### Material for the task

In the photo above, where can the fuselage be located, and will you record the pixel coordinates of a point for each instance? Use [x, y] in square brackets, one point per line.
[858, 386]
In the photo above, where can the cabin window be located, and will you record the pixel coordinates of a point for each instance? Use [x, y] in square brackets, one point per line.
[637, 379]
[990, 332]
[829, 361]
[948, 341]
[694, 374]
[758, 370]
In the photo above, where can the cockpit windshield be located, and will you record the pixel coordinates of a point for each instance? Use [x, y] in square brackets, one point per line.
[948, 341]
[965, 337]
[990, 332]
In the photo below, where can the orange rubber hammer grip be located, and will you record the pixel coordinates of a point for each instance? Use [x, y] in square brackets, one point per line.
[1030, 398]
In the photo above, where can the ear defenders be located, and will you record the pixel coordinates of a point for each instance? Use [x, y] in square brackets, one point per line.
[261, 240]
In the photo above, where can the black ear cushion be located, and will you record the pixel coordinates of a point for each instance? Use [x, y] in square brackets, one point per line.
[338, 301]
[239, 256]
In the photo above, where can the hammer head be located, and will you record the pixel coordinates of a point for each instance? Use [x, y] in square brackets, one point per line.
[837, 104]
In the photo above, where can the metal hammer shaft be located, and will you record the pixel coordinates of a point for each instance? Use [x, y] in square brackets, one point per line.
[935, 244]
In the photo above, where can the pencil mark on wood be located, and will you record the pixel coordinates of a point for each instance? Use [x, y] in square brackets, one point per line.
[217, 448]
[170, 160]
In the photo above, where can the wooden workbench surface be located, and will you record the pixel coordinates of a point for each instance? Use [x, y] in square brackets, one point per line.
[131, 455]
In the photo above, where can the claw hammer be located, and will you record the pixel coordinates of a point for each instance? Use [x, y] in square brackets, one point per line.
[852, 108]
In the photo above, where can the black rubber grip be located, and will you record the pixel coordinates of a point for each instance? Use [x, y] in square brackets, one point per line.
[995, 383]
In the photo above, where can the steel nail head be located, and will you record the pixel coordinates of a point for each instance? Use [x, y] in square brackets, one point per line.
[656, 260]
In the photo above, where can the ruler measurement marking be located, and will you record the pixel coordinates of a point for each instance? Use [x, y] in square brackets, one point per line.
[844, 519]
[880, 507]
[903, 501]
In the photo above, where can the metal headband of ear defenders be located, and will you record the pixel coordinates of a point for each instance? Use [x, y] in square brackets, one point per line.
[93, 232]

### Stated goal
Reproduce every line of the material above verbatim, in its original order.

### Reply to the exercise
In the photo above, where can the fuselage be located, and will you record the pixel coordinates of a point for each instance? Use [x, y] in square brackets, one point per line.
[858, 386]
In the photo above, where can the cabin window be located, and will you record the pixel coordinates of a point for each instance? Use [x, y] in square brackets, one point per line.
[637, 379]
[990, 332]
[829, 361]
[948, 341]
[694, 374]
[758, 370]
In the photo above, where can the cockpit windshield be located, and will you record the pixel coordinates of a point for each instance? Use [x, y] in square brackets, one point per line.
[948, 341]
[965, 337]
[990, 332]
In the photo below, where can the orange rubber hammer grip be located, and will you record the pixel coordinates of a point for each instance? Use [x, y] in square brackets, one point per line.
[1030, 398]
In the photo above, where can the ear defenders be located, and will you record the pixel coordinates of a point for each instance? Use [x, y] in square brackets, one point per line.
[261, 240]
In the photo above, where can the black ear cushion be located, and will you record the pixel coordinates of a point for each instance? Use [x, y] in square brackets, one point per line.
[338, 301]
[239, 256]
In the photo above, where can the hammer head be located, and will you record the pixel coordinates of a point for each instance? Use [x, y] in square brackets, one point per line.
[837, 104]
In the photo above, where can the metal hammer shaft be located, and will you record the pixel coordinates of a point for each instance? Use [x, y] in square brackets, one point per line.
[935, 244]
In the photo above, where can the pencil mark on wood be located, and will you record the pixel coordinates of a point for each instance? Use [x, y] in square brackets, one point per line.
[217, 448]
[170, 160]
In the photo above, where can the wooden workbench surface be located, and will you record the pixel coordinates of a point for each instance? Use [x, y] in square brackets, one point per line.
[131, 455]
In the photo above, where can the claw hammer be located, and will you record the pixel coordinates of a point for each instance? Use [x, y] in square brackets, one point per line.
[852, 108]
In the photo above, where can the black rubber grip be located, and will you record the pixel coordinates of a point for each instance? Use [x, y] in square brackets, one point per line.
[995, 383]
In the photo above, where can the steel nail head be located, and will you record the pixel coordinates of a point for each instance? Use [x, y] in square brackets, one point per line.
[656, 260]
In the photo above, where can the ruler measurement marking be located, and will you record the pixel coordinates of a point for each instance? Use [x, y] in square brackets, one point per line.
[844, 519]
[880, 507]
[903, 501]
In the photo above, where can the metal headband of ear defenders be located, and will you record the pixel coordinates of a point for each instance? Use [x, y] in square brackets, one point per line.
[93, 232]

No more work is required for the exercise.